→ **Text to read**:
# does powder-mixed Gatorade keep long in the fridge?



## acid_rider (Nov 23, 2004)

greetings all

I use lemon+lime Gatorade *powder* and mix my own drink with water.

Can anyone say how long this powder-mixed Gatorade will keep in the fridge? I go riding in the mornings and I would like to save time/effort and mix the Gatorade drink the night before I ride and then put the plastic drink bottles in the fridge for keeping. 

Will this be ok? 

How long can I keep such powdered drink in the fridge, if I mixed it myself? One day? Two? A week perhaps?

thanks in advance


----------



## cydswipe (Mar 7, 2002)

*It depends.*

If you are mixing just a little bit, like a couple of water bottles worth, or making a big pitcher of the drink. Smaller amounts seem to hold better. Bottles can be shaken before a ride or along the route. Big amounts kinda separate IMHO. I like the powder. Some places make serving sizes of it. I think quart sizes? Good stuff.


----------



## Friction_Shifter (Feb 8, 2006)

concentrated gatorade is good stuff. anyone remember when (non-powdered) gatorade only came in glass bottles? I think it tasted better back then. It was more concentrated and ever so slightly chalky texture...yum. If you make the powdered stuff concentrated that's how it used to tasted back in the day (like 83 and older). I was curious to see what gatorade had to say, they don't even mention the powdered stuff on their annoying website.


----------



## acid_rider (Nov 23, 2004)

*I make two bottles, each 750ml i.e. 1.5 litres*

Ok, let me clarify further

I mix 1.5 litres of cold water with two flat scoops of Gatorade powder (the measure-scoops come with the powder). If I do this the night before the ride (say 12 hours before ride) and pour that Gatorade mixture into my 2 riding plastic bottles and then place them back in the fridge will this drink keep well for the next day riding? And will it "lose it's potency" if I do this some ~12 hours before I ride? I presume the bottled Gatorade is effectively the same so it should keep ok in the fridge for a day or two?

thanks again


----------



## SilasCL (Jun 14, 2004)

acid_rider said:


> Ok, let me clarify further
> 
> I mix 1.5 litres of cold water with two flat scoops of Gatorade powder (the measure-scoops come with the powder). If I do this the night before the ride (say 12 hours before ride) and pour that Gatorade mixture into my 2 riding plastic bottles and then place them back in the fridge will this drink keep well for the next day riding? And will it "lose it's potency" if I do this some ~12 hours before I ride? I presume the bottled Gatorade is effectively the same so it should keep ok in the fridge for a day or two?
> 
> thanks again


Should keep fine for a couple of days. I've kept it in the fridge for a couple days, had no problem.

Silas


----------



## tjspahr (May 11, 2004)

*No problem with the powder*

I normally mix powdered Gatorade a gallon at a time. It might me in the refrigerator for a week or so. I have never had any problems with it separating.

→ **Excerpted records**:
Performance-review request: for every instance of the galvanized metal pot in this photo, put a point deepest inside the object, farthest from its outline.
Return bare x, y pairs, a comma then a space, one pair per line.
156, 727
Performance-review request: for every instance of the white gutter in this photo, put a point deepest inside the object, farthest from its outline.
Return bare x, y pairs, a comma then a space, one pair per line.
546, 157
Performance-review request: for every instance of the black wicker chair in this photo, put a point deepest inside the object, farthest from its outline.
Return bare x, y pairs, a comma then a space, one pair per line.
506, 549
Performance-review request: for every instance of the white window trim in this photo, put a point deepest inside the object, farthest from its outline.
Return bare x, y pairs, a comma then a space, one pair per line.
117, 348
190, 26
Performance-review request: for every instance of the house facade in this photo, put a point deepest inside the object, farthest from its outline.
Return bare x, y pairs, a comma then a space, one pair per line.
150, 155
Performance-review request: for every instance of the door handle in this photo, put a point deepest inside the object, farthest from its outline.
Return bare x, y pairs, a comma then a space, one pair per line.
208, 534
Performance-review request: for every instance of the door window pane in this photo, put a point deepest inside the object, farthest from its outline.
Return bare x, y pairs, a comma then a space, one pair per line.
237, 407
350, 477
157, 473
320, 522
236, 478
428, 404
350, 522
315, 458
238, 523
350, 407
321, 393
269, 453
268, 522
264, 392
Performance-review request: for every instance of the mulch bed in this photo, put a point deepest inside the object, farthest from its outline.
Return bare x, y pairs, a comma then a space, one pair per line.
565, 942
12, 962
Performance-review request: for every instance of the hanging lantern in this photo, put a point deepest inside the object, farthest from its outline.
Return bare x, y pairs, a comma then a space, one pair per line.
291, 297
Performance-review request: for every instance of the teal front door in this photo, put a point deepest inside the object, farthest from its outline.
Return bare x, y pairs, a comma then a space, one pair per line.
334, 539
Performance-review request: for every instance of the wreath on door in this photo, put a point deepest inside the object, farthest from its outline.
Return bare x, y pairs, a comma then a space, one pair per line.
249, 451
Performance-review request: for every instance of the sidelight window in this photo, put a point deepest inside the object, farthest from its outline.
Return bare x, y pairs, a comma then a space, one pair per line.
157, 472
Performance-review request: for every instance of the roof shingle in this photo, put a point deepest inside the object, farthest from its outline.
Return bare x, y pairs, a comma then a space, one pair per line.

→ **Set tasks**:
(a) Rewrite the stretch of the Gatorade thread from "greetings all" through "this be ok?", putting "refrigerator" wherever "fridge" appears.
(b) In the Gatorade thread, how much powdered Gatorade does tjspahr usually mix at one time?
You won't need the records for anything here.

→ **Worked solutions**:
(a)
greetings all

I use lemon+lime Gatorade *powder* and mix my own drink with water.

Can anyone say how long this powder-mixed Gatorade will keep in the refrigerator? I go riding in the mornings and I would like to save time/effort and mix the Gatorade drink the night before I ride and then put the plastic drink bottles in the refrigerator for keeping. 

Will this be ok?

(b) A gallon at a time.